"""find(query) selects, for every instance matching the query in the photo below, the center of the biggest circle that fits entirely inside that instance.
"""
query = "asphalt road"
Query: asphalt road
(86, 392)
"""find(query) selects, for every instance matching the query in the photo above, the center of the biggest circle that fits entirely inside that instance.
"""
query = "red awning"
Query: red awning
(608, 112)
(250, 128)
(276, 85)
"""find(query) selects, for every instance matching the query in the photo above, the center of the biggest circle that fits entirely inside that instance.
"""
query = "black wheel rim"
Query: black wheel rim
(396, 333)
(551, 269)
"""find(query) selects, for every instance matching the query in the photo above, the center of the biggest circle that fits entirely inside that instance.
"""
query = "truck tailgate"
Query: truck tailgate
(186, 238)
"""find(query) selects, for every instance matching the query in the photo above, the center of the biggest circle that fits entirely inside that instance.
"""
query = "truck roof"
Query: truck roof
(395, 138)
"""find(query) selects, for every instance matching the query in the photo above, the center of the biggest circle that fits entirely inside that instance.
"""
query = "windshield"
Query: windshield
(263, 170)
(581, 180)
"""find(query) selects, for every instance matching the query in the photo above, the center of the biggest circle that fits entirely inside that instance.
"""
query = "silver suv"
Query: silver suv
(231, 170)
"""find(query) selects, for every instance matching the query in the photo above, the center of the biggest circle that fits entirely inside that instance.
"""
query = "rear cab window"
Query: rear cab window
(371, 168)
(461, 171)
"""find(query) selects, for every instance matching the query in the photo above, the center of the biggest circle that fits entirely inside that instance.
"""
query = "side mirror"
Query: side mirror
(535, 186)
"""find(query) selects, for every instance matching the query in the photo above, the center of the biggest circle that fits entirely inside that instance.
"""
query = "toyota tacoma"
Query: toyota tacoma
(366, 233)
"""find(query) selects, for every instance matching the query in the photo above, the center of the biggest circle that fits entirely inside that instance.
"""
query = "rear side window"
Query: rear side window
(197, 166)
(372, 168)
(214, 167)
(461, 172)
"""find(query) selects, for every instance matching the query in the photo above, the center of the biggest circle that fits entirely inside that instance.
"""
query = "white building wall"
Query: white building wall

= = = = = = =

## Task brief
The whole listing, restated word for word, is the expected answer.

## Solution
"""find(query) selects, for every instance matching the query in the photo below, the center of the biggest circle that fits entirely inside that instance.
"""
query = "asphalt road"
Query: asphalt road
(86, 392)
"""find(query) selects, for every instance matching the query in the photo above, the center of the biggest circle that fits entirely inside that instance.
"""
query = "red awning"
Query: red awning
(608, 112)
(250, 128)
(276, 85)
"""find(query) selects, for every instance matching the query in the photo above, the center of the biggest circle that fits entirely inside that instance.
"""
query = "black wheel rim"
Query: black wheel rim
(396, 333)
(551, 269)
"""find(query) selects, for every instance matching the query in the photo above, the center of the biggest circle that fits entirely inside that instance.
"""
query = "truck tailgate"
Query: truck tailgate
(186, 238)
"""find(query) selects, for every instance matching the query in the photo above, the center of the biggest circle that fits entirely inside that instance.
"""
query = "truck roof"
Query: truck roof
(395, 138)
"""find(query) selects, for every instance matching the query in the photo above, the center of the biggest circle that fits entirely inside that instance.
"""
query = "windshield"
Query: windshield
(263, 170)
(581, 180)
"""find(query) selects, for every instance matching the query in the photo above, the center of the biggest circle that fits entirely inside that instance.
"""
query = "silver suv"
Query: silver suv
(231, 170)
"""find(query) selects, for every instance matching the query in the photo above, the center of the biggest circle that fits entirely inside that instance.
"""
query = "rear cab window"
Query: rear cab window
(371, 168)
(461, 171)
"""find(query) selects, for every instance matching the query in the photo above, the center of the biggest circle that fits entirely inside that instance.
"""
query = "side mirror"
Query: side mirror
(535, 186)
"""find(query) selects, for every instance matching the query in the photo above, the center of the biggest circle that fits entirely inside that instance.
"""
query = "toyota tacoma"
Query: toyota tacoma
(366, 233)
"""find(query) selects, for every instance matching the query in the photo above, the center of the biggest circle that fits entirely inside that instance.
"""
query = "rear side window"
Query: rear side window
(197, 166)
(372, 168)
(214, 167)
(461, 172)
"""find(query) selects, for every instance matching the query in the photo above, the center of the biggest circle that fits entirely inside that instance.
"""
query = "white building wall"
Query: white building wall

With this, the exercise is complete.